**閱讀短文**.
• • •

教育走下鄉 上學不要錢
平民千字課 文字配圖片
1924年,日出而作、日落而息的津郊大地,突然被一羣來自城裏的讀書人叫醒。這羣讀書人並非來此郊遊作詩,也不是野餐釣魚。他們走街串巷,遇到學齡的孩子就停下來,和顏悅色地問:“幾歲了?想不想上學識字呀?”被問到的農家小孩怯生生地說:“想。可我們家沒錢。”“上學不要錢!來,告訴我們你叫什麼名字,過幾天讓你爹媽送你去上學。”
告訴農民要識字
平教運動走下鄉
“不花錢就能上學?”當孩子的爹媽聽到這一消息,一時竟然不敢相信。村裏的農民絕大多數不識字,如果誰家能夠有個上學的學生,全村都要高看一眼。
“先生,您不是拿我們窮人開心吧?”這家人半信半疑地問。“真的,絕對不要你們孩子錢,如果你們也想識字,也可以到我們的學校來。”“學校,什麼學校這麼好,上學不要錢?”“平民學校。這是縣長親自定的,你們誰想識字,都可以到平民學校來。”
平民學校到底是什麼樣的學校,而爲什麼在這裏上學又不用交錢呢?這又得從當時的時代背景說起。1923年6月,在美國舊金山舉行的世界教育聯合會提出了“祛除文盲案”。接着,由朱其慧(前國務總理熊希齡的夫人)任董事長、“國際平民教育之父”晏陽初爲總幹事的中華平民教育促進總會在北京成立。目的是通過對農村人口的識字教育,減少農村文盲人數,提高整體國民素質。
平民教育促進總會的成立,也刺激了近在咫尺的天津。與其他大城市相比較,天津周圍的農村(天津縣管轄區域)不識字人數也不在少數。從學齡兒童詢查表反映出,按照就學人數與學齡兒童數相比較,就學人數多者不過百分之二十幾,少者尚不及百分之十,百分之八十的孩子竟然失學。
軍閥混戰時期,“失學者日見衆多,而人民之智識,亦愈形低落。”握着筆桿子的文人豈是統帥槍桿子的各位督軍們的對手,但誨人不倦的教育界人士對於教育的認識卻沒有改變,天津縣教育局在1924年1月提出,現有各學校,利用其空餘時間(即每日下午散課後,至夜間就寢以前)及其一切設備(如講室、桌椅、黑板等),招收失學兒童,或不識字的成年人,分班教授。教員由該校教員或熱心人士擔任。教育局承擔教員少量津貼及少數雜費(如在夜間須用燈火)。根據縣教育局計算,由於學校並沒有過多投資,且有公益性質,一年的經費有30多塊錢足以應付,課程則以識字(平民千字課)以及簡單應用算術爲主。而這樣的學校,就稱爲平民學校。
平教大師到津門
傳授畫說《千字課》
1924年6月10日,平民教育的熱心提倡者朱其慧、晏陽初、傅若愚抵達天津,他們的到來,爲剛剛起步的天津平民教育增添了信心。

• • •

**練習題目 1**. 根據短文,中華平民教育促進總會的總幹事是誰?

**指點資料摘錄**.
• • •

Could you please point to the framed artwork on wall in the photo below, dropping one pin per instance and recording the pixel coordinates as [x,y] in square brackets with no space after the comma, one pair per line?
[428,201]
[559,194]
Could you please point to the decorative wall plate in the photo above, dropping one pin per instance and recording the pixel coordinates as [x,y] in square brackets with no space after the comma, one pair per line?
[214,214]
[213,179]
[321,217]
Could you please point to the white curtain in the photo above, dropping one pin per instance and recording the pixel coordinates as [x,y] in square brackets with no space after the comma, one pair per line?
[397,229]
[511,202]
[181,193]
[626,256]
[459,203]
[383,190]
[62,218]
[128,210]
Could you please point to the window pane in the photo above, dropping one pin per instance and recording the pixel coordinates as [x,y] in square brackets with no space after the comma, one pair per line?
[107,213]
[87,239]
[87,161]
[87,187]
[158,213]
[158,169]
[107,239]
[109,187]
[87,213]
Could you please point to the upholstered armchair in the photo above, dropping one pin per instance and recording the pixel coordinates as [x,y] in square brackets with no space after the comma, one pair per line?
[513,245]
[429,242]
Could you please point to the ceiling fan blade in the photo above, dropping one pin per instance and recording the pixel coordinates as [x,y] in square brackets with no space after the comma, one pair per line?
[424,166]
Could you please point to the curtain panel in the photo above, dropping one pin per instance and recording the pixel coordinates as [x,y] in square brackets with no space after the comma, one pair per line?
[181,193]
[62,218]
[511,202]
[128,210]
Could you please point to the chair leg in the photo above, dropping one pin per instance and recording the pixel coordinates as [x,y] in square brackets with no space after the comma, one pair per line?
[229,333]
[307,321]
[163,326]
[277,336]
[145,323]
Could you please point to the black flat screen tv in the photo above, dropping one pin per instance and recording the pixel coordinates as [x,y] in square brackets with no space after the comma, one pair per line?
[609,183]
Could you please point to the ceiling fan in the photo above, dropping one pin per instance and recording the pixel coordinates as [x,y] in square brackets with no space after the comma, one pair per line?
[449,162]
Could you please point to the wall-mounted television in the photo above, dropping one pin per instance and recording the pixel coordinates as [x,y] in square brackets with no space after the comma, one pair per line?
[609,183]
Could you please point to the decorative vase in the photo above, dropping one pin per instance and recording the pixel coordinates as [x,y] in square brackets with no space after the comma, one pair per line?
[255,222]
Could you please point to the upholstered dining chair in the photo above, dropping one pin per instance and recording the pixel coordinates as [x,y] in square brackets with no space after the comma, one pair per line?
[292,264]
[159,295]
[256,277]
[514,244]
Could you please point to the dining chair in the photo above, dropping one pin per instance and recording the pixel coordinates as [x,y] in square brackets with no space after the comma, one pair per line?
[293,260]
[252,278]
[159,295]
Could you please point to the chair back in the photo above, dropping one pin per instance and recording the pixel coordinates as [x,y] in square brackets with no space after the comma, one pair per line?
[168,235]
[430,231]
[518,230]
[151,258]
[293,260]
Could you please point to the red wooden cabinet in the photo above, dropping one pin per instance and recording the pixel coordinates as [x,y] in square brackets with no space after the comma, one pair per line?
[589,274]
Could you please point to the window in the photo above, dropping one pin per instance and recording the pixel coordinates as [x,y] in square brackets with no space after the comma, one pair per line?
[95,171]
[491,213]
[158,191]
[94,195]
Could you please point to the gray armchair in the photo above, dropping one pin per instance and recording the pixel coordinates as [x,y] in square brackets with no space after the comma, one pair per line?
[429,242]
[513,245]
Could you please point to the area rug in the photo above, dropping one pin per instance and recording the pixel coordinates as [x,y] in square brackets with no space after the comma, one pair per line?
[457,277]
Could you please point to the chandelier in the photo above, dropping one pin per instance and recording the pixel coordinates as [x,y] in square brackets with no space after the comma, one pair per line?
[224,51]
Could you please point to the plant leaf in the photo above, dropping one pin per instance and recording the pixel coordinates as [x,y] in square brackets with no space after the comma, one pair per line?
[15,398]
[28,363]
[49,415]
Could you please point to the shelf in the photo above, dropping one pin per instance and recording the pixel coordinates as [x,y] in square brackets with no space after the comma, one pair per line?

• • •

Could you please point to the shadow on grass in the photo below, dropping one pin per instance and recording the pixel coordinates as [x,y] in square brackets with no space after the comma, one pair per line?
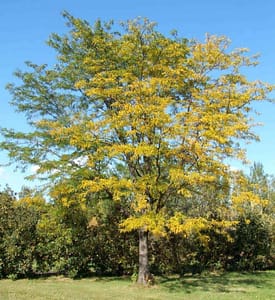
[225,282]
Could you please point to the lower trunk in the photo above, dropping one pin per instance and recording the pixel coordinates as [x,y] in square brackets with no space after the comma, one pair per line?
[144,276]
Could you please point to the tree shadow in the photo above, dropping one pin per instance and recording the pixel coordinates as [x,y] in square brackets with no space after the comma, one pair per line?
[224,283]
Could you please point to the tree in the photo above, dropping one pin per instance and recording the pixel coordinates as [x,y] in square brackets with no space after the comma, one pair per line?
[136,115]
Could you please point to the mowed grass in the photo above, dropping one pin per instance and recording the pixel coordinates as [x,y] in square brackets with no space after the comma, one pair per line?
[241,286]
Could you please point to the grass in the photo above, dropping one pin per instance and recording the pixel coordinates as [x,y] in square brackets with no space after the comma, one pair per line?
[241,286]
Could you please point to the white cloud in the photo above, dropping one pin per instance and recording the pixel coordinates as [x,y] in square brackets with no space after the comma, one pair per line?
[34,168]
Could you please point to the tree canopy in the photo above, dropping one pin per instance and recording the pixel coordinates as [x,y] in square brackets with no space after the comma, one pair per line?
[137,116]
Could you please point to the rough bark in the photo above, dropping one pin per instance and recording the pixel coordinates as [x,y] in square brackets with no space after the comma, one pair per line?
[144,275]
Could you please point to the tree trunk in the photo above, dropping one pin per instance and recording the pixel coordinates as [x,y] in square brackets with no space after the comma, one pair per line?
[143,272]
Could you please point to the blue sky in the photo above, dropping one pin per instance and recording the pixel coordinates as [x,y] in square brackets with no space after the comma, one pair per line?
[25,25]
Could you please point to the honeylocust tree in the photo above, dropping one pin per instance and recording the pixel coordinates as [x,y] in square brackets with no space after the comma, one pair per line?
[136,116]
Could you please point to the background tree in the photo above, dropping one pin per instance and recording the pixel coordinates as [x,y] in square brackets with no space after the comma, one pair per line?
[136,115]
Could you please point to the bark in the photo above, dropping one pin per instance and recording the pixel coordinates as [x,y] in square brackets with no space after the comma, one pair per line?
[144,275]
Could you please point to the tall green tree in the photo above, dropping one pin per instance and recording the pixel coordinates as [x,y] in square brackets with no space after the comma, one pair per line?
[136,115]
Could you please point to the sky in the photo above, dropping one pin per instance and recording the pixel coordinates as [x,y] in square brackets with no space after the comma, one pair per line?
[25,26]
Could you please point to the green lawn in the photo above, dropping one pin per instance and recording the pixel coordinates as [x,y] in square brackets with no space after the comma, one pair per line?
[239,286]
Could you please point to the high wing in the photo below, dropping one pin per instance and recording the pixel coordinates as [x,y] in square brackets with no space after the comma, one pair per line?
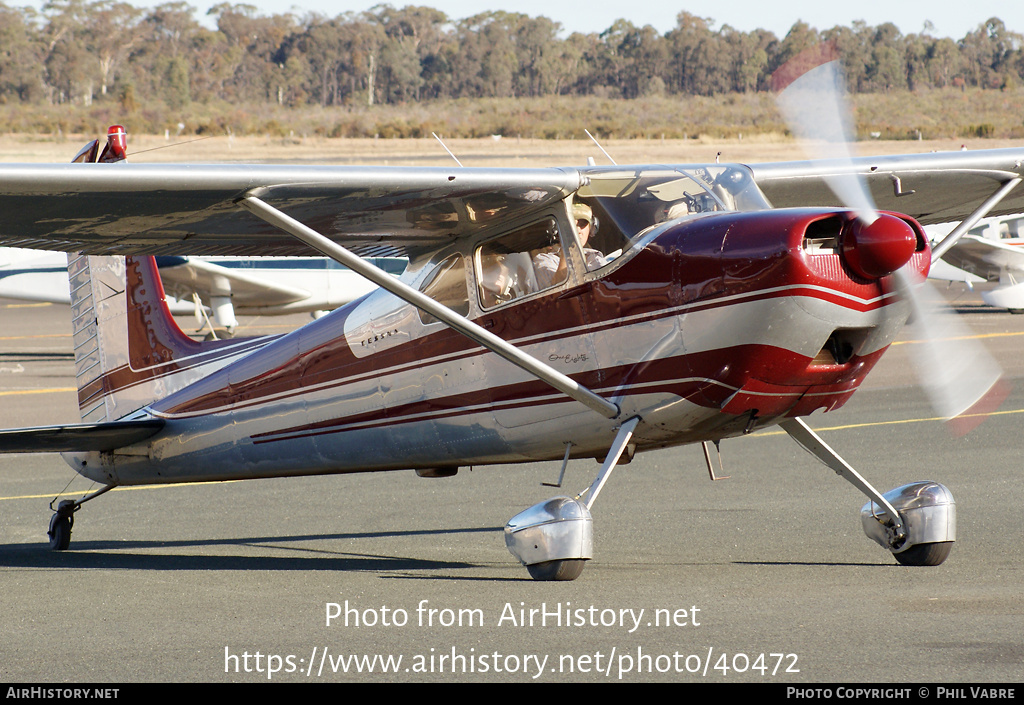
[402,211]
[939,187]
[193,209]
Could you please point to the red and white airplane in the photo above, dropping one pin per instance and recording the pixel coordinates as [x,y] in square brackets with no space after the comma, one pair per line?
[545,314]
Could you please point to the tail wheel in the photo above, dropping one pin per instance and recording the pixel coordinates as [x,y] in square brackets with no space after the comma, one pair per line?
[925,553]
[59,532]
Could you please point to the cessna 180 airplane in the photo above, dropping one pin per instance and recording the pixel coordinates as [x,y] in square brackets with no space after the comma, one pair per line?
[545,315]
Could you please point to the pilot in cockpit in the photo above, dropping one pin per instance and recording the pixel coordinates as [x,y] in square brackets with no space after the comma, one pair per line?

• • •

**練習題目 2**. 請逐字返回條目中的這幾行:以包含「Could you please point to the gray」的那一行開始,以包含「Could you please point to the shelf」的那一行結束,首尾兩行都要包括。

**書面作答 1**. 晏陽初。

**書面作答 2**.
Could you please point to the gray armchair in the photo above, dropping one pin per instance and recording the pixel coordinates as [x,y] in square brackets with no space after the comma, one pair per line?
[429,242]
[513,245]
Could you please point to the area rug in the photo above, dropping one pin per instance and recording the pixel coordinates as [x,y] in square brackets with no space after the comma, one pair per line?
[457,277]
Could you please point to the chandelier in the photo above, dropping one pin per instance and recording the pixel coordinates as [x,y] in square brackets with no space after the comma, one pair per line?
[224,51]
Could you please point to the plant leaf in the photo above, dropping one pin per instance and recording the pixel coordinates as [x,y] in square brackets with no space after the comma, one pair per line?
[15,398]
[28,363]
[49,415]
Could you please point to the shelf in the photo above, dropping one pin per instance and recording the pixel coordinates as [x,y] in square brackets with no space after the comma, one pair per line?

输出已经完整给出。